TASK GOAL:
Restate the car repair text, starting with "First, of all, have" and going on through "all or nothing.", and swap "technician" for "mechanic" wherever it appears.

EXCERPTED TEXT:
First, of all, have your technician reprogram the electronic-control modules. After that collision, the electronic-control modules could be getting unrecognizable feedback; reprogramming them will typically fix the gremlins. If this does not remedy the problem – and your technician determines that the instrument cluster needs to be replaced – my dealer technical resource said that it doesn’t have to be replaced; it can be rebuilt by Palo Alto Speedometer. Call 650.323.0243 for pricing and details. In models built between the late 1990s to the early 2000s, the instrument clusters were a complete module and the individual components were not repairable: Replacement ran from $1,400-$1,700 – each; it was all or nothing.

 

 

Battery discharging issues

 

Q

 I am a longstanding member of MBCA and need help with my 2005 W211 E320 CDI, which has about 106,000 miles on it.  It is completely unreliable and the dealership can’t find the problem. Occasionally, when I try to start the car in the morning, I get absolutely no response when I turn the key to the start position, indicating that the battery has absolutely no power. I should mention that I have never gotten the red-warning notice (icon of a battery, reading “Visit workshop”), which would indicate a problem with the charger or voltage regulator. Since nearly new, it has had a problem with the rear batteries discharging – one at a time –  down to 3 or 4 volts overnight. In 12 years, I’ve replaced the battery on an average of once a year, but every few months the car refuses to start – usually overnight. When I get in the car, the interior lights don’t go on and often the clock has stopped working. Roadside Assistance will come and charge the battery, but with the battery discharged down to 4, 3 or 2 volts, the battery is damaged, and when this happens a second time, Roadside Assistance replaces the battery. I enjoy the car and don’t want to replace it, but this all means I can’t use it as dependable transportation.  Do you have any knowledge of this problem with W211 models?  Do you have any suggestions?

DATA SHOWN:
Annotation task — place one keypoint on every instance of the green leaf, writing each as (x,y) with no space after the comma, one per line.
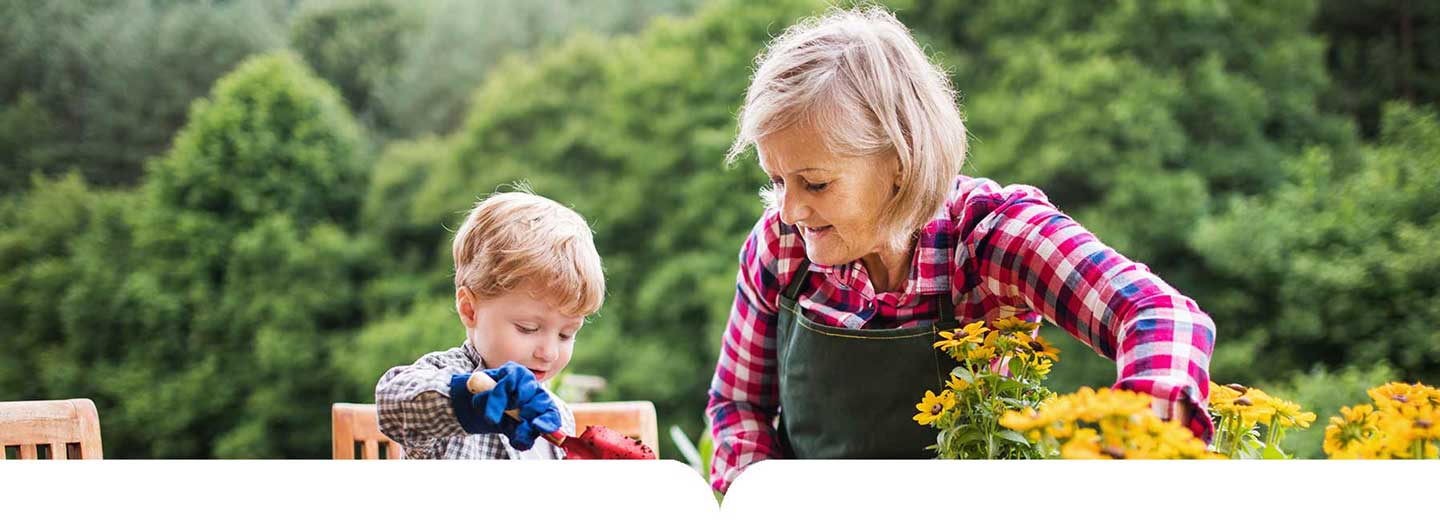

RESULT:
First, of all, have your mechanic reprogram the electronic-control modules. After that collision, the electronic-control modules could be getting unrecognizable feedback; reprogramming them will typically fix the gremlins. If this does not remedy the problem – and your mechanic determines that the instrument cluster needs to be replaced – my dealer technical resource said that it doesn’t have to be replaced; it can be rebuilt by Palo Alto Speedometer. Call 650.323.0243 for pricing and details. In models built between the late 1990s to the early 2000s, the instrument clusters were a complete module and the individual components were not repairable: Replacement ran from $1,400-$1,700 – each; it was all or nothing.